## [WHAT IS NEEDED]
Write out every line of the records below word for word, leaving out the pictures.
======== RECORD EXTRACTS
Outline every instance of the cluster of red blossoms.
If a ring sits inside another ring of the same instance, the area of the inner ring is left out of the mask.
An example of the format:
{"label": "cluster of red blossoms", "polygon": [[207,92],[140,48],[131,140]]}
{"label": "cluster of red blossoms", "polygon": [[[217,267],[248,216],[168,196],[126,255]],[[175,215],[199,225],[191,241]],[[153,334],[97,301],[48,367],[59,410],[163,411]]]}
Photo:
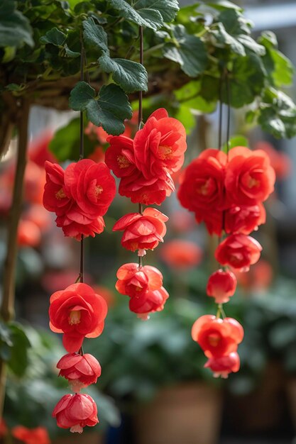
================
## [EXPECTED ANSWER]
Outline every instance of the cluster of red blossoms.
If a ring sits inside another ring of the same instance, the area of the inner ring is left out of the mask.
An example of the format:
{"label": "cluster of red blossoms", "polygon": [[207,92],[140,48],[131,140]]}
{"label": "cluster of red blossoms", "polygon": [[[217,267],[248,216],[168,196],[126,255]],[[175,215],[199,225],[191,241]],[[153,334],[97,301],[48,367],[59,410],[163,411]]]}
Photo:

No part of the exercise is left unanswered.